▸ Coordinate labeling data
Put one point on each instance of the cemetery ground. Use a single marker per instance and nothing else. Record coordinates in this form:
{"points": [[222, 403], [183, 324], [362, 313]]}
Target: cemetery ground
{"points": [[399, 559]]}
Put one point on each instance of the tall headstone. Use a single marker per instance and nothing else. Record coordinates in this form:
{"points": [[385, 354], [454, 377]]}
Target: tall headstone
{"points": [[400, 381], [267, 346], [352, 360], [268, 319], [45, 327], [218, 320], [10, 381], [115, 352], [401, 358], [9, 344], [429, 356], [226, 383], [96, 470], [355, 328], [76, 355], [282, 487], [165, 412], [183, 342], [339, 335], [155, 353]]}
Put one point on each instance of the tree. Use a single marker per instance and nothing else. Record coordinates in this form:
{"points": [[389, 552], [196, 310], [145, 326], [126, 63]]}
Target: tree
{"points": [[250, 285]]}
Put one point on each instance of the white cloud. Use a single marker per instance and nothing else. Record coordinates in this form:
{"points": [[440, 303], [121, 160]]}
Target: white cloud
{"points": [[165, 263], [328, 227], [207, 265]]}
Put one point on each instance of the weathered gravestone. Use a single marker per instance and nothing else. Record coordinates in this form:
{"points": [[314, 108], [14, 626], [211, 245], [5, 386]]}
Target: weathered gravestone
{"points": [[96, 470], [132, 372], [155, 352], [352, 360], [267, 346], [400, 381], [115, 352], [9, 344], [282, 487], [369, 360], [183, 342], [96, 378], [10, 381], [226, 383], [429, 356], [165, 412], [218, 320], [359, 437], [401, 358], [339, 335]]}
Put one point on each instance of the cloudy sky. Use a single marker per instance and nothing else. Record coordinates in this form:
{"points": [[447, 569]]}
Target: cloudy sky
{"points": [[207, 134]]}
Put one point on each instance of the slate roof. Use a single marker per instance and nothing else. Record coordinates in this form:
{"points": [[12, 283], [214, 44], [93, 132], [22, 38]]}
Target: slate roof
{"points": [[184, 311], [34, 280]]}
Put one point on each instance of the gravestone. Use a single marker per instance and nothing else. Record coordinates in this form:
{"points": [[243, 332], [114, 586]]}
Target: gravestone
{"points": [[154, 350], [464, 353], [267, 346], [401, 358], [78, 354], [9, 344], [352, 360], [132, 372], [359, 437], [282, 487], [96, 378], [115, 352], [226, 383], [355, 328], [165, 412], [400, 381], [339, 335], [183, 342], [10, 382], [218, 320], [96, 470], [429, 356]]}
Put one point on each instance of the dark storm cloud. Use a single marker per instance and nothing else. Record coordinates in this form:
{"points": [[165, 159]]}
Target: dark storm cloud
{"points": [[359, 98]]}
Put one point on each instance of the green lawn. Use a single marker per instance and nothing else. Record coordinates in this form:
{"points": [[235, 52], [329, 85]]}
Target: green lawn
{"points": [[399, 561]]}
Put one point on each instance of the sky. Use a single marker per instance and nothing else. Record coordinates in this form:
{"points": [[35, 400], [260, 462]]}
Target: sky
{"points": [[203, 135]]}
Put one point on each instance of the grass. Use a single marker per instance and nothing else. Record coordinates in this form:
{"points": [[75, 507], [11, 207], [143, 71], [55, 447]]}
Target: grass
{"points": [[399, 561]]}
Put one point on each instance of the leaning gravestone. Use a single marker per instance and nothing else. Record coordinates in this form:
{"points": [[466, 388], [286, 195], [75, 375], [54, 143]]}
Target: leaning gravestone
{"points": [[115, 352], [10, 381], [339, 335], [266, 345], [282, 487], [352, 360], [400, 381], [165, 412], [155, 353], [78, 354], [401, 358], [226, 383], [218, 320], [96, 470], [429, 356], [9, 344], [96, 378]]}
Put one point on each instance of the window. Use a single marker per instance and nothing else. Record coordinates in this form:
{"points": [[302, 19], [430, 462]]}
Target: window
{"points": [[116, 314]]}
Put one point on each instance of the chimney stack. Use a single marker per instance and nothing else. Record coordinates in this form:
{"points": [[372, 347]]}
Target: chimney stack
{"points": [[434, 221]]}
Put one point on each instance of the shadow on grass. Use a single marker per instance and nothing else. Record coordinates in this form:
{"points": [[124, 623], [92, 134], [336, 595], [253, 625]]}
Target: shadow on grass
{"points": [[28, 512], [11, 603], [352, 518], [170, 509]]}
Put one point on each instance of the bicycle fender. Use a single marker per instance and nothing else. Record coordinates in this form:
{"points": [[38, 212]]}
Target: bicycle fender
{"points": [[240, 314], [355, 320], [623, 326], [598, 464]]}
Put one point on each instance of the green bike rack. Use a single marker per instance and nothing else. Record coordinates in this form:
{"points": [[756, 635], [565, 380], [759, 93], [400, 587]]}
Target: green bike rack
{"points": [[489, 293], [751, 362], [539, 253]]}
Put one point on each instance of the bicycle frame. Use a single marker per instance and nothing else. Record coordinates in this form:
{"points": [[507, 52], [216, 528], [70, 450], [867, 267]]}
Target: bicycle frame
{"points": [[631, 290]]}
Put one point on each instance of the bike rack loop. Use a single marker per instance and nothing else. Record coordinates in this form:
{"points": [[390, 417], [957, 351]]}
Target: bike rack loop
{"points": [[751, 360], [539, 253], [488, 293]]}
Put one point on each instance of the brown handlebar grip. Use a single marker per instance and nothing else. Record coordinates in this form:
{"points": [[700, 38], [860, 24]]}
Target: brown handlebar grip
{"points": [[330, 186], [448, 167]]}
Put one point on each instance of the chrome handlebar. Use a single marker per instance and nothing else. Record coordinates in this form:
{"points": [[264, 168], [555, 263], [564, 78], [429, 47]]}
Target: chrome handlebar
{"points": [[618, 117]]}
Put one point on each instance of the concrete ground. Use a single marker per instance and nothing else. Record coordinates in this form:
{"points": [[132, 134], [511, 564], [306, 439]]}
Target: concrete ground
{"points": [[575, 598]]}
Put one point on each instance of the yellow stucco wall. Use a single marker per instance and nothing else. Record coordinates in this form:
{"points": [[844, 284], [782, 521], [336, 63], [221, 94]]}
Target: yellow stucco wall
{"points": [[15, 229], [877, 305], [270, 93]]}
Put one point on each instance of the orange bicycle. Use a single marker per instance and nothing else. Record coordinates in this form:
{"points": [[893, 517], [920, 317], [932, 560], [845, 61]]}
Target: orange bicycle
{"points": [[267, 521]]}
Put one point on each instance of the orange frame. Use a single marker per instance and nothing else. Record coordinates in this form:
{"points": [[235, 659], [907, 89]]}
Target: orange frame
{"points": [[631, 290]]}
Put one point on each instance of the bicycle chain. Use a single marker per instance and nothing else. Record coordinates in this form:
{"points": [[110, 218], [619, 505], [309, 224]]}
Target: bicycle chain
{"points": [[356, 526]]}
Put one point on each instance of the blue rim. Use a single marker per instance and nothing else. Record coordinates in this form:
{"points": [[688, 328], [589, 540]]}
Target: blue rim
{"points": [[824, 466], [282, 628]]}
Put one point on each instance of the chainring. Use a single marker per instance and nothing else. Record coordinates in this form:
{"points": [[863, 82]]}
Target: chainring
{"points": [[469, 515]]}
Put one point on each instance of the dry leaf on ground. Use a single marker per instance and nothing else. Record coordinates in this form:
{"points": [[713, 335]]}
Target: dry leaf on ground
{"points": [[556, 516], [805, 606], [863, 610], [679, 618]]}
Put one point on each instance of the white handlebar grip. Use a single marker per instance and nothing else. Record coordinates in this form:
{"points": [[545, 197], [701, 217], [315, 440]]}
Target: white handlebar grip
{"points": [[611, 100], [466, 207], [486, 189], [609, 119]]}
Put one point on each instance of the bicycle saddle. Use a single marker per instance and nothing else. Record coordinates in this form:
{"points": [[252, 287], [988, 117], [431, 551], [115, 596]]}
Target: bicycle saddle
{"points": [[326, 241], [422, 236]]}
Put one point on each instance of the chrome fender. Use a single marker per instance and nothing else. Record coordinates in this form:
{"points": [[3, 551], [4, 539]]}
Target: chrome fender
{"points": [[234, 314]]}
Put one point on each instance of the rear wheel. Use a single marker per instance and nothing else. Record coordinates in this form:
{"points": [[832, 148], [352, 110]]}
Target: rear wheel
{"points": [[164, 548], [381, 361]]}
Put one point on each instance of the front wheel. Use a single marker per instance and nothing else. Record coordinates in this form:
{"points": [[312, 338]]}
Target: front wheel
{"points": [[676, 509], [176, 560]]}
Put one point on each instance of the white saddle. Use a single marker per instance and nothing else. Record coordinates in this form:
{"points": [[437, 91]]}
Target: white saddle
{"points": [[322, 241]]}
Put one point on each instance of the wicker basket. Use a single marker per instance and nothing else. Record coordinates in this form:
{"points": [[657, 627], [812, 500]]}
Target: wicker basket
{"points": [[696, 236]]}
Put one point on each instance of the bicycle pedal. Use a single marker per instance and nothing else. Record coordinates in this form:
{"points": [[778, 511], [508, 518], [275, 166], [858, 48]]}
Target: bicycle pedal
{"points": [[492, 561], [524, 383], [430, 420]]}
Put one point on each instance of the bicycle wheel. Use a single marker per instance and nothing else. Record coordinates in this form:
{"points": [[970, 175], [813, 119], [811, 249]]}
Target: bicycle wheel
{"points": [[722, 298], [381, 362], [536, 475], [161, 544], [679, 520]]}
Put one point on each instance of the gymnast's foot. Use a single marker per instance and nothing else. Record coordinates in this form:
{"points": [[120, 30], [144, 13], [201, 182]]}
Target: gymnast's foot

▸ Challenge
Extract the closing run of lines, starting with the one containing "Put one point on each instance of the white saddle." and ending at the last, exactly as written.

▸ Solved exercise
Put one point on each instance of the white saddle. Use a single marker per instance and nothing else. Record coordinates in this form:
{"points": [[437, 91]]}
Target: white saddle
{"points": [[322, 241]]}
Put one point on each instance of the wicker basket. Use a single marker per instance and nothing else. Record coordinates in this form:
{"points": [[657, 627], [812, 500]]}
Target: wicker basket
{"points": [[696, 236]]}
Put one point on each instance of the bicycle pedal. Use a single marker per instance and nothing else. Record coordinates in this form:
{"points": [[778, 511], [508, 518], [275, 166], [858, 48]]}
Target: bicycle pedal
{"points": [[492, 561], [524, 383], [430, 420]]}
Put one point on each instance of the bicycle wheel. Use a single marker per instance and nothing else. Record coordinates in this form:
{"points": [[970, 175], [813, 119], [811, 249]]}
Target: bicycle wheel
{"points": [[722, 298], [381, 362], [536, 475], [161, 544], [679, 520]]}
Put one point on each instance of the gymnast's foot. Use a single marker per instance and nothing else. Record coordinates in this form:
{"points": [[120, 30], [144, 13], [201, 182]]}
Target: gymnast's foot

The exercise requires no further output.